About this task
Reproduce word for word the passage of the article on NGO opposition to Israel's new aid-group registration rules, from "Applicants also must" to "of the nation.".

Selected excerpt
Content starts

More than 50 nongovernmental organizations are protesting new Israeli regulations they contend will further degrade humanitarian assistance to Palestinians and place already endangered relief workers at even greater risk.
The international NGOs issued a statement May 6 imploring the world community to join their opposition to the overly complex registration requirements for aid groups operating in Gaza and other areas controlled by Israel.
“Based on vague, broad, politicized and open-ended criteria, these rules appear designed to assert control over independent humanitarian, development and peacebuilding operations, silence advocacy grounded in international humanitarian and human rights law, and further entrench Israeli control and de facto annexation of the occupied Palestinian territory,” the statement said.
Humanitarian aid groups have operated under increasingly severe restraints for more than a year, the organizations said.
“In 2024, they reached millions of people across the (occupied Palestinian territory) with essential services — from food and water to mobile clinics, legal aid and education. The new registration rules now threaten to shut this work down. These measures go beyond routine policy. They mark a serious escalation in restrictions on humanitarian and civic space and risk setting a dangerous precedent.”
These measures … mark a serious escalation in restrictions on humanitarian and civic space and risk setting a dangerous precedent.”
Introduced in March, Israel’s new visa and registration requirements grant authorities extensive leeway in approving or denying NGO applications to serve the Palestinian population, particularly in Gaza and the West Bank.
The policy demands detailed information on organizations’ international operations, “including an annual report,” a budget for the preceding year and “an audited financial statement prepared by a Certified Public Accountant for the past three years,” according to Israel’s Ministry for Diaspora Affairs and Combating Antisemitism.
Applicants also must provide comprehensive lists of donors with background information on each, the dates and amounts of donations, and the percentage each donation represented in a budget.
Furthermore, detailed personal information also must be shared about foreign-born employees, including countries of birth, passport numbers and expiration dates, cell phone numbers and proof of insurance coverage. An NGO or an employee can be rejected for inciting racism, supporting “an armed struggle by an enemy state or a terrorist organization against the State of Israel,” or promoting boycotts of the nation.
But 55 international NGOs, including the American Friends Service Committee, the Mennonite Central Committee and Save the Children, contend the new restrictions are part of Israel’s ongoing effort to restrict aid to Palestinians and heighten the danger faced by relief workers.
“These new rules are part of a broader, long-term crackdown on humanitarian and civic space, marked by heightened surveillance and attacks, and a series of actions that restrict humanitarian access, compromise staff safety, and undermine core principles of humanitarian action,” according to the joint statement.
Those actions include hampering supplies through logistical obstacles and bureaucratic hurdles, suspending work visas for foreign staffers and enacting legislation banning the United Nations Relief and Works Agency from assisting Palestinians.

Content ends

Supplied data
Content starts

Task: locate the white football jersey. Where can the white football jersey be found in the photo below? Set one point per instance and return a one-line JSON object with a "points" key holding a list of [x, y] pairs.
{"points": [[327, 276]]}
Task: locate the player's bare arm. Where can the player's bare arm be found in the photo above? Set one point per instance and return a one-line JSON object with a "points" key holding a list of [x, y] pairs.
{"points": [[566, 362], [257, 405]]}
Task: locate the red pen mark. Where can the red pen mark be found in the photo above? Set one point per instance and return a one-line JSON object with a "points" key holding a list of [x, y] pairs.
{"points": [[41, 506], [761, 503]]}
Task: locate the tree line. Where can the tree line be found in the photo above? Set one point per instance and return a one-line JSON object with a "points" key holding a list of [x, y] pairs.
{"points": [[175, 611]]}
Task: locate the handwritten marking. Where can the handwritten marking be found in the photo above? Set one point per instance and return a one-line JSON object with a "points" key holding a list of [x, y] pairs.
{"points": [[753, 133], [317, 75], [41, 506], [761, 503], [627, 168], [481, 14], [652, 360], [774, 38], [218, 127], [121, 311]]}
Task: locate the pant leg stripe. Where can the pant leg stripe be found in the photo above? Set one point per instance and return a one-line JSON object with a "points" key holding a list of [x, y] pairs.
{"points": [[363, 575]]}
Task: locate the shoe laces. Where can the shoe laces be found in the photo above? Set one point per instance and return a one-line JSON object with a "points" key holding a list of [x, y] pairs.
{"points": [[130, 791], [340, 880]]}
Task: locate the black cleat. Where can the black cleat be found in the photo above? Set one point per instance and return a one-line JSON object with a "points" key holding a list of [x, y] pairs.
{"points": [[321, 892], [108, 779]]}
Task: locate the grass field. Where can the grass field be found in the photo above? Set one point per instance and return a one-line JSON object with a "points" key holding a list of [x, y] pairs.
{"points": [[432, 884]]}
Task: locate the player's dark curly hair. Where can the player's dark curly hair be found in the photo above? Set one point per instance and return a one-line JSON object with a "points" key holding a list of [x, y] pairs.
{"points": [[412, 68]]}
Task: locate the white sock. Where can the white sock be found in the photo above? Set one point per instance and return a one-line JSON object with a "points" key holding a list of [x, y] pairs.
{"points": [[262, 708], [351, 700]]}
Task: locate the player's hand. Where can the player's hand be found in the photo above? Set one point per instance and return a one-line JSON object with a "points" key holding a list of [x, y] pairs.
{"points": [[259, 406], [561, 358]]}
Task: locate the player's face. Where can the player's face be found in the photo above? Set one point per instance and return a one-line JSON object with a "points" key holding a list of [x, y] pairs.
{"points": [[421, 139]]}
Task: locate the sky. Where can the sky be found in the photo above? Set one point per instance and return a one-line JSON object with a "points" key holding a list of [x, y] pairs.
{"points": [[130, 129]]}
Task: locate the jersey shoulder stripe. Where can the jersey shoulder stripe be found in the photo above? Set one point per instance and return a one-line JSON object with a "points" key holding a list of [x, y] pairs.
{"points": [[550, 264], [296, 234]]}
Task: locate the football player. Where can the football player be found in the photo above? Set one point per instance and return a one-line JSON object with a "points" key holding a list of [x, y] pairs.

Content ends

Task solution
Applicants also must provide comprehensive lists of donors with background information on each, the dates and amounts of donations, and the percentage each donation represented in a budget.
Furthermore, detailed personal information also must be shared about foreign-born employees, including countries of birth, passport numbers and expiration dates, cell phone numbers and proof of insurance coverage. An NGO or an employee can be rejected for inciting racism, supporting “an armed struggle by an enemy state or a terrorist organization against the State of Israel,” or promoting boycotts of the nation.